◆ **PROBLEMS AND TASKS**
**1.** In the interview about The Desert of Souls, who called the novel "a cross between Sindbad and Indiana Jones"?
**2.** In the interview about The Desert of Souls, list every item named before "they're all in there" in the sentence that begins "Sorcery, necromancy".

◆ **DOCUMENT TEXT**
+++
Howard, welcome and thank you taking the time to chat.
Thank you for the invitation. It’s a true pleasure to be here.
To get the ball rolling, I always like to hear how authors think of their work. How would you describe Desert of Souls in your own words?
The blurb writer for The Desert of Souls actually did a far better job succinctly describing the plot than I’ve ever managed. Black Gate‘s John O’Neill once said it’s like Sherlock Holmes crossed with The Arabian Nights except Watson has a sword, which is pretty apt, although the novel’s as much an adventure as a mystery. I think if you combine that description with Kevin J. Anderson’s blurb calling it “a cross between Sindbad and Indiana Jones” you get pretty close to the feel.
It’s an origin story of how Asim and Dabir come to trust and rely upon one another to face a terrible evil. Things start small, with the discovery of a peculiar golden tablet that they’re charged with investigating, but before long they’re swept up into a dark plot that threatens not just Baghdad, but the entire caliphate. Sorcery, necromancy, sinister secrets, djinn, swordplay, they’re all in there, along with the requisite villain, who has legitimate grievances, and the clever Sabirah, who I couldn’t help but fall in love with a little myself.
What first inspired you to write a historical fantasy set in eighth-century Baghdad?
Neil Gaiman and P. Craig Russell took me to ancient Baghdad in issue 50 of The Sandman, but it didn’t occur to me until years later that I could take anyone there myself. I know a lot of my choice stems from immersing myself in the historicals of Harold Lamb and Robert E. Howard. Both men did an excellent job bringing their Muslim protagonists to life. Still, I can’t say it was especially careful deliberation that brought me to Baghdad — it just felt like the place Asim came from when he stalked out of my subconscious and started dictating his tales. Perhaps it all fell together when I realized that Haroun al-Rashid himself appeared in some of the Tales of the Arabian Nights.
Robert E. Howard, Harold Lamb, and Scheherazade—that sounds like three rich sources of literary inspiration. Could you tell us what about each compelled you? How you tried to emulate or adapt each?
+++
◆ **GIVEN INFORMATION**
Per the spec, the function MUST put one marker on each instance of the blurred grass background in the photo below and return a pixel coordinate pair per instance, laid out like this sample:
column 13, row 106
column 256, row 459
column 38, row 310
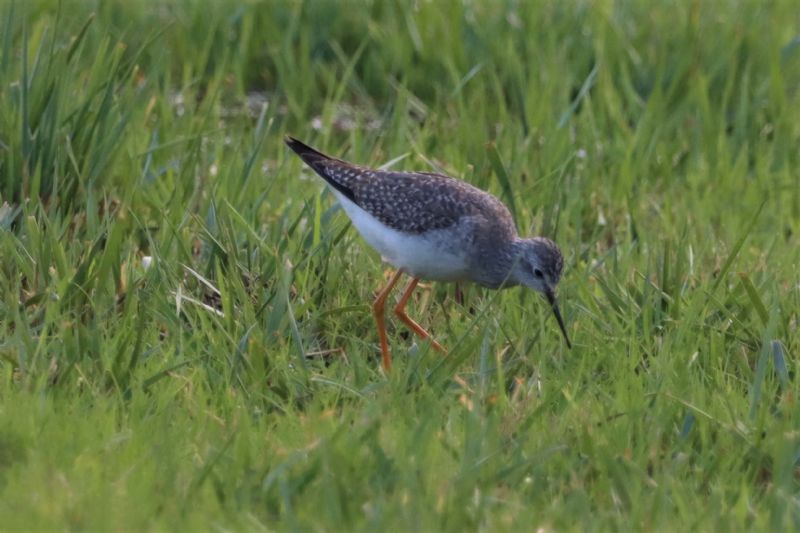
+++
◆ **WRITTEN RESPONSES**
**1.** Kevin J. Anderson

**2.**
- Sorcery
- Necromancy
- Sinister secrets
- Djinn
- Swordplay